■ ACTIVITY LIST:
1. Answer these questions about the marriage counseling article:
(a) In which city does Martin Novell work as a therapist?
(b) What organization did Valerie Jencks found?
(c) Who is the CEO/President of Divorcing Divas?
2. Reproduce word for word the part of the marriage counseling article starting at "By Jenny Tiegs, GalTime.com" and ending at "requiring professional help?".

■ SELECTED PASSAGE:
By Jenny Tiegs, GalTime.com
When does your marriage need professional help?
There's no question -- marriage can be challenging. Maybe marriage counseling should be something you register for when you tie the knot. Much like a new set of dishes that gets scratched from constant use, relationships can also show wear and tear over the years. So, how do you know if your marriage has hit a rough patch or it's something more serious... requiring professional help?
7 Signs You Might Need Marriage Counseling
Sign 1: Poor Communication. Martin Novell, a Licensed Marriage and Family Therapist in Los Angeles, urges couples to seek professional help when they aren't able to talk about their problems. According to Novell, "When It's just too frightening to even bring issues up -- from sex to money, or even annoying little habits that are being blown out of proportion, a therapist's job is to help the couple become clear about their issues and to help them understand what they are truly talking about."
Sign 2: Your Sex Life has Significantly Changed. Most feel that when there is a loss of intimacy, there are problems. While this is true, it is also important to be mindful of a sudden increase. Valerie Jencks, Founder and Executive Director of Prairie Family Therapy in Chicago, warns that either an absence or a sudden increase of sex in your relationship can signal danger. "If you have not been having regular or passionate sex and all of a sudden your partner behaves like a courting lover or wants to experiment with new activities that s/he has never expressed an interest in before, it could indicate that he is experiencing feeling of arousal that are not originating from his relationship with you!"
Sign 3: Holding on to the Past. Silvia M. Dutchevici, the founder and President of the Critical Therapy Center in New York City, suggests that it might be a good idea to talk to a professional when there has been a traumatic event in your lives, like the loss of a child or an affair-- and one partner cannot let the past go. "Whatever the situation, every person processes trauma differently."
Sign 4: A Reoccurring Issue. "One type of red flag that usually can be greatly helped by therapy is an issue that has been difficult in the relationship from the beginning, but regardless of endless discussions, never seems to pass," explains Dr. Julie Gurner. "When you see that the same issues are coming up again and again in disagreements, it is a good sign they are not effectively being resolved and the couple is at a 'sticking point.'" Dr. Gurner encourages couples to seek help to save "many years of trouble down the road."
Sign 5: Finances. Disagreements over money are one of the top reasons couples find themselves in conflict. If your spouse keeps you in the dark about family finances or feels the need to control everything related to money, it may be time to speak up. Christine K. Clifford, CEO/President of Divorcing Divas, suggests you say, "I want to be aware of our debt, our monthly bills, the balance on our mortgage, how many savings/checking accounts we have, etc." Clifford explains, "If your spouse objects, it's time to see a counselor."
Sign 6: Kids. Yes, children are a blessing, but they can also add stress to your marriage, especially if the two of you are not a united front. Clifford suggests seeking counseling if you disagree with each other's parenting styles and frequently argue about how your children should be raised. "Think Katie Holmes -- and how she doesn't want Suri raised as a Scientologist," states Clifford. These are major issues that need to be resolved."
Sign 7: You Still Love Your Spouse. If you still love your spouse, really want to make things work, and haven't been successful, then consider finding a counselor. Dr. Gurner also stresses the point that you need to seek advice before things escalate and you truly despise the other person. "Be a proactive couple who strives to solve issues before they tear at the fabric of your deepest bonds of trust and intimacy."
Whether you choose to seek help or continue down your current path-- be aware that counseling does not "break couples up" or even "hold them together." As Silvia M. Dutchevici says, "Couples counseling is about helping the couple communicate better and understand what is going on."

■ EXTRACTED INFORMATION:
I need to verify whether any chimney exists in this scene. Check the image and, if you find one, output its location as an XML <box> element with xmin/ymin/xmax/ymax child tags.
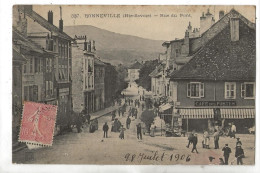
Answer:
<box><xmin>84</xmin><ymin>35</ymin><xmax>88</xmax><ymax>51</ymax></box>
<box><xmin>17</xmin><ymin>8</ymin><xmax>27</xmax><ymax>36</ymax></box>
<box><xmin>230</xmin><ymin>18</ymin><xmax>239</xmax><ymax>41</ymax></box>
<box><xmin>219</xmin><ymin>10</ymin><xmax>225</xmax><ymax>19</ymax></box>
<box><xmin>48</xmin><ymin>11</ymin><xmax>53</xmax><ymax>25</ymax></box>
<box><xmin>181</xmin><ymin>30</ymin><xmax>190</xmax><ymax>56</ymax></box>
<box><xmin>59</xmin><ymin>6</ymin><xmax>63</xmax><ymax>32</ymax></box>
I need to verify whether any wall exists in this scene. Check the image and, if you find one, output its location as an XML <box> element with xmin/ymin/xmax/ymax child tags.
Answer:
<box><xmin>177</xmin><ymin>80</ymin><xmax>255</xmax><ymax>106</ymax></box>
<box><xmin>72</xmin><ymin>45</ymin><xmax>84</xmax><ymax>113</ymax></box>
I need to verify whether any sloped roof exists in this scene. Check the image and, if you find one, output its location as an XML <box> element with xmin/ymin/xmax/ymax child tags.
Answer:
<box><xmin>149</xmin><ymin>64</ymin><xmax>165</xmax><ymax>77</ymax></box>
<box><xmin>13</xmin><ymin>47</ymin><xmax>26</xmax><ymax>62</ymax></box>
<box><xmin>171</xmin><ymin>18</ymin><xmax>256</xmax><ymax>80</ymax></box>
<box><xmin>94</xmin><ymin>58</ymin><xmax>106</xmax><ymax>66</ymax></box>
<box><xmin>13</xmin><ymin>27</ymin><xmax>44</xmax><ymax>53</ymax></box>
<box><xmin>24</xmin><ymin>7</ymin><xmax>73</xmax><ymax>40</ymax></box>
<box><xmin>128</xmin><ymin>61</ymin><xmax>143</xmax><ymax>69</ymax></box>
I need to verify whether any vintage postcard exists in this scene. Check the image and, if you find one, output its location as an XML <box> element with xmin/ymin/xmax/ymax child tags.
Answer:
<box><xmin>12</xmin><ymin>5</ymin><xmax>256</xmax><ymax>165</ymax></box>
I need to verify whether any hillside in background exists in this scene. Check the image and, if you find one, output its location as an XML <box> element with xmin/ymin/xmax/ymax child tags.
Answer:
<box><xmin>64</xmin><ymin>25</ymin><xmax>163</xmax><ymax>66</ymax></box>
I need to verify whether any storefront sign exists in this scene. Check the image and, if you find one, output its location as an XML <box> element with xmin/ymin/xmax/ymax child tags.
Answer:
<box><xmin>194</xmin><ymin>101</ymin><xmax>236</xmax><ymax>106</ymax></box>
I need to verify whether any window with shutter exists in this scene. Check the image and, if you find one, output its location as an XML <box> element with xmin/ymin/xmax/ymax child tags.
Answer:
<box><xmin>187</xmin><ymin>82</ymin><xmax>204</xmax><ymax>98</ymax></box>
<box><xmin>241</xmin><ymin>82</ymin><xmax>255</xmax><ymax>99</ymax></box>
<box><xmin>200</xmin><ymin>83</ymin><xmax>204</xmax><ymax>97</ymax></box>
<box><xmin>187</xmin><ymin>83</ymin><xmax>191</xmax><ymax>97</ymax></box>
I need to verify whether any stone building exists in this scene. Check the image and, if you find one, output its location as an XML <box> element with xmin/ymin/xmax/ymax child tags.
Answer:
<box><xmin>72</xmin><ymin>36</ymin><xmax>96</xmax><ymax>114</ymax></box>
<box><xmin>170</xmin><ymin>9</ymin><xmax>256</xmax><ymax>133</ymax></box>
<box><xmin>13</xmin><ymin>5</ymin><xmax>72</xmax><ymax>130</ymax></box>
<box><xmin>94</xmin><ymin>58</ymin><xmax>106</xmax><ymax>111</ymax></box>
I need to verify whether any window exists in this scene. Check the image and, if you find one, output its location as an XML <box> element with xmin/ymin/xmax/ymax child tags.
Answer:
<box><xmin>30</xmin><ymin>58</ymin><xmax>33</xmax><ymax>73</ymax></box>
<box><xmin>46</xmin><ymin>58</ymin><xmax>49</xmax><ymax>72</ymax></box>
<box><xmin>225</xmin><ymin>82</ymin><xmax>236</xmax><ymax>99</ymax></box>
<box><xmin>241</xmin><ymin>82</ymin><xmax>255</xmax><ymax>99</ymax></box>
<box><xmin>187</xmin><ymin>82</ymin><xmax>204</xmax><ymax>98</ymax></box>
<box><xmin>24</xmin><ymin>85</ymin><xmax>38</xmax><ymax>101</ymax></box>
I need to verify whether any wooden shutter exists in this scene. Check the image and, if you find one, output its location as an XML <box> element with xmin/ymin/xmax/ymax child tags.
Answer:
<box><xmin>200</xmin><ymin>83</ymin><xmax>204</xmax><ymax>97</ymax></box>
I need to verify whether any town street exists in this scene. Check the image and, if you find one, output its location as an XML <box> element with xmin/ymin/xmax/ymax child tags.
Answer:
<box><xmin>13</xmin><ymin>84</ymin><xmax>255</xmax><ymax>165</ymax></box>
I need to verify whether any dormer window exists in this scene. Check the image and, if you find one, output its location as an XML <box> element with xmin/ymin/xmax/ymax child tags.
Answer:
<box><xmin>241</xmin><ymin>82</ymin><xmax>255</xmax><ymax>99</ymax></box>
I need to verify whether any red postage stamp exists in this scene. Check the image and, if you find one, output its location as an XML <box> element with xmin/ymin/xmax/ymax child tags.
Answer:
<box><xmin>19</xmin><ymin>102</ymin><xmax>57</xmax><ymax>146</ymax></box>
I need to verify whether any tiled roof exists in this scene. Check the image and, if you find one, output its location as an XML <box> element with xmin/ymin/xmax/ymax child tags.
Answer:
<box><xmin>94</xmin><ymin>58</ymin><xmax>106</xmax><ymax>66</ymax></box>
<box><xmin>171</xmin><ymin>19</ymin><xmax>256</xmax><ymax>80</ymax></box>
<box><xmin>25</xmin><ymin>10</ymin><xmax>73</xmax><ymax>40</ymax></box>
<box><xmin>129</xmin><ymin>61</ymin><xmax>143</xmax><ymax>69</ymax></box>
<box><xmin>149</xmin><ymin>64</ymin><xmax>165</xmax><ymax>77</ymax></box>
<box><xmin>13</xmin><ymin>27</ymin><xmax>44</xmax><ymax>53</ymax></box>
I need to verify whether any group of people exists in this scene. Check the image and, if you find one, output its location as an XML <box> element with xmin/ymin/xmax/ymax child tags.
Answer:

■ COMPLETED EXERCISE:
1.
(a) Los Angeles
(b) Prairie Family Therapy in Chicago
(c) Christine K. Clifford

2.
By Jenny Tiegs, GalTime.com
When does your marriage need professional help?
There's no question -- marriage can be challenging. Maybe marriage counseling should be something you register for when you tie the knot. Much like a new set of dishes that gets scratched from constant use, relationships can also show wear and tear over the years. So, how do you know if your marriage has hit a rough patch or it's something more serious... requiring professional help?